--- DATA SUPPLIED Enclosed Below ---
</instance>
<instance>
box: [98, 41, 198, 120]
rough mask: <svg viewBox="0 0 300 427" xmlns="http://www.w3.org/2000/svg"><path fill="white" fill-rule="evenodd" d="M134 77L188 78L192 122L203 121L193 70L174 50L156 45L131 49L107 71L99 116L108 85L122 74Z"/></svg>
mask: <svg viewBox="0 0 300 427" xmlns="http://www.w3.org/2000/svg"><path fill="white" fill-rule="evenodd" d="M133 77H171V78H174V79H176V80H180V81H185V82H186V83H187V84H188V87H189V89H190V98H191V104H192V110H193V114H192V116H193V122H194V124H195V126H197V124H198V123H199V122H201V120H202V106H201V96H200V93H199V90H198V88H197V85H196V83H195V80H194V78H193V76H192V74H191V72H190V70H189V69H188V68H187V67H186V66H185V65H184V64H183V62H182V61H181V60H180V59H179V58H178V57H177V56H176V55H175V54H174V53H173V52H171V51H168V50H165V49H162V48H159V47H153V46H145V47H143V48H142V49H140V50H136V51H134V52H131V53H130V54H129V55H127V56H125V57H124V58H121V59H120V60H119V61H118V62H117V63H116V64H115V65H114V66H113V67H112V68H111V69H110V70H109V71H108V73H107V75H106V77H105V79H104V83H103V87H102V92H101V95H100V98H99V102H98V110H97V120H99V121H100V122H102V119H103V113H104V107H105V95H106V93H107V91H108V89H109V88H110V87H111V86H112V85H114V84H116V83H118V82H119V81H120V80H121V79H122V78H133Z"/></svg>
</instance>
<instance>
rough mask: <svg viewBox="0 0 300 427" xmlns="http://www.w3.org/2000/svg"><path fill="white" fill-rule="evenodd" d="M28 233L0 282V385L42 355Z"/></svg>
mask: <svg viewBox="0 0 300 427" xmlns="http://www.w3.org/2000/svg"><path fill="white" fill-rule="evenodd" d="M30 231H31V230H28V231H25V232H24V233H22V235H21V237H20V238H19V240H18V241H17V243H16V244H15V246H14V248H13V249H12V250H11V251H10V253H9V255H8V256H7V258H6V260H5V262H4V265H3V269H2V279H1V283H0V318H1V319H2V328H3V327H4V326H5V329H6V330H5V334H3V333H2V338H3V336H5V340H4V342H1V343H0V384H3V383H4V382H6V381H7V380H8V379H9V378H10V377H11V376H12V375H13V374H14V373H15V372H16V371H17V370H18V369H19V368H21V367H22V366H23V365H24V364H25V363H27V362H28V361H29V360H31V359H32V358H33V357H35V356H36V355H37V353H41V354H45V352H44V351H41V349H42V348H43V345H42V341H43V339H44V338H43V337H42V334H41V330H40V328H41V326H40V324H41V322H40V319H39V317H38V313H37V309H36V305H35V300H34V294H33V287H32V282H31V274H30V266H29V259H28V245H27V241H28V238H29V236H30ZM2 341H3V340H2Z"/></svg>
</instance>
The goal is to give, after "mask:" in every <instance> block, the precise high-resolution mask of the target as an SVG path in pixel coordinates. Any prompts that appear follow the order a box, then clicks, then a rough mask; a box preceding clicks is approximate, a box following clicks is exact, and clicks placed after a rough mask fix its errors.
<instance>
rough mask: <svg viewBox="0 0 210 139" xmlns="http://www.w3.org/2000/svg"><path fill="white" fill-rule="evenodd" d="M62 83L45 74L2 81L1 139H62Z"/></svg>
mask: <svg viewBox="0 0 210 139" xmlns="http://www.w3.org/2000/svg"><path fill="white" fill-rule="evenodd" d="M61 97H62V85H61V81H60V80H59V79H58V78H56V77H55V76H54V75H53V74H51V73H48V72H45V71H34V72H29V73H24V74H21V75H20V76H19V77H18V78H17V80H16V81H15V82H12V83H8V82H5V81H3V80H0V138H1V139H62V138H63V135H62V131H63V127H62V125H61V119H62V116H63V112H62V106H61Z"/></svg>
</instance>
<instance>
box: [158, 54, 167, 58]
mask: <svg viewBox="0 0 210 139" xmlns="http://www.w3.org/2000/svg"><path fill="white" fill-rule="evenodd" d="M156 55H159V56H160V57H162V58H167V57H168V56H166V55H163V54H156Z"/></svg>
--- End of Enclosed DATA SUPPLIED ---
Every piece of the data must be set down exactly. Omit nothing.

### WRITTEN REPLY
</instance>
<instance>
box: [98, 41, 198, 120]
rough mask: <svg viewBox="0 0 300 427" xmlns="http://www.w3.org/2000/svg"><path fill="white" fill-rule="evenodd" d="M134 77L188 78L192 122L203 121L193 70L174 50L156 45L131 49L107 71L99 116L108 85L122 74Z"/></svg>
mask: <svg viewBox="0 0 300 427" xmlns="http://www.w3.org/2000/svg"><path fill="white" fill-rule="evenodd" d="M133 77H171V78H174V79H176V80H180V81H185V82H186V83H187V84H188V87H189V89H190V98H191V104H192V110H193V114H192V116H193V122H194V124H195V126H197V124H198V123H199V122H201V120H202V106H201V96H200V93H199V90H198V88H197V85H196V83H195V80H194V78H193V76H192V74H191V72H190V70H189V69H188V68H187V67H186V66H185V65H184V64H183V62H182V61H181V60H180V59H179V58H178V57H177V56H176V55H175V54H174V53H173V52H171V51H168V50H165V49H162V48H159V47H153V46H145V47H143V48H142V49H140V50H136V51H134V52H131V53H130V54H129V55H127V56H125V57H124V58H121V59H120V60H119V61H118V62H117V63H116V64H115V65H114V66H113V67H112V68H111V69H110V70H109V71H108V73H107V75H106V77H105V79H104V83H103V87H102V92H101V95H100V98H99V102H98V110H97V120H99V121H100V122H102V119H103V113H104V107H105V95H106V93H107V91H108V89H109V88H110V87H111V86H112V85H114V84H116V83H118V82H119V81H120V80H121V79H122V78H133Z"/></svg>
</instance>
<instance>
rough mask: <svg viewBox="0 0 300 427" xmlns="http://www.w3.org/2000/svg"><path fill="white" fill-rule="evenodd" d="M28 233L0 282V385L42 355Z"/></svg>
mask: <svg viewBox="0 0 300 427" xmlns="http://www.w3.org/2000/svg"><path fill="white" fill-rule="evenodd" d="M30 231H31V230H28V231H25V232H24V233H22V235H21V237H20V238H19V240H18V241H17V243H16V244H15V246H14V248H13V249H12V250H11V251H10V253H9V255H8V256H7V258H6V260H5V262H4V265H3V269H2V279H1V283H0V318H1V319H2V328H3V327H4V326H5V329H6V330H5V334H3V333H2V338H3V336H5V340H4V342H1V343H0V384H3V383H4V382H6V381H7V380H8V379H9V378H10V377H11V376H12V375H13V374H14V373H15V372H16V371H17V370H18V369H19V368H21V367H22V366H23V365H24V364H25V363H27V362H28V361H29V360H31V359H32V358H33V357H35V356H36V355H37V353H41V354H45V352H44V351H41V349H42V348H43V345H42V341H43V339H44V338H43V337H42V334H41V330H40V328H41V326H40V324H41V322H40V319H39V317H38V313H37V309H36V305H35V300H34V294H33V287H32V282H31V274H30V266H29V259H28V245H27V241H28V238H29V236H30ZM2 341H3V340H2Z"/></svg>
</instance>
The goal is to give, after "mask:" in every <instance> block, the precise high-resolution mask of the target as an SVG path in pixel coordinates. Any prompts that appear follow the order a box, then clicks, then a rough mask; a box preceding clicks is approximate, a box following clicks is exact, and clicks placed after a rough mask fix its errors.
<instance>
rough mask: <svg viewBox="0 0 210 139" xmlns="http://www.w3.org/2000/svg"><path fill="white" fill-rule="evenodd" d="M62 83L45 74L2 81L1 139H62Z"/></svg>
mask: <svg viewBox="0 0 210 139" xmlns="http://www.w3.org/2000/svg"><path fill="white" fill-rule="evenodd" d="M61 97H62V85H61V81H60V80H59V79H58V78H56V77H55V76H54V75H53V74H51V73H48V72H45V71H34V72H29V73H24V74H21V75H20V76H19V77H18V78H17V80H16V81H15V82H12V83H8V82H5V81H3V80H0V138H1V139H62V138H63V135H62V131H63V127H62V125H61V119H62V116H63V112H62V106H61Z"/></svg>
</instance>
<instance>
box: [158, 54, 167, 58]
mask: <svg viewBox="0 0 210 139" xmlns="http://www.w3.org/2000/svg"><path fill="white" fill-rule="evenodd" d="M156 55H159V56H160V57H162V58H167V57H168V56H166V55H163V54H156Z"/></svg>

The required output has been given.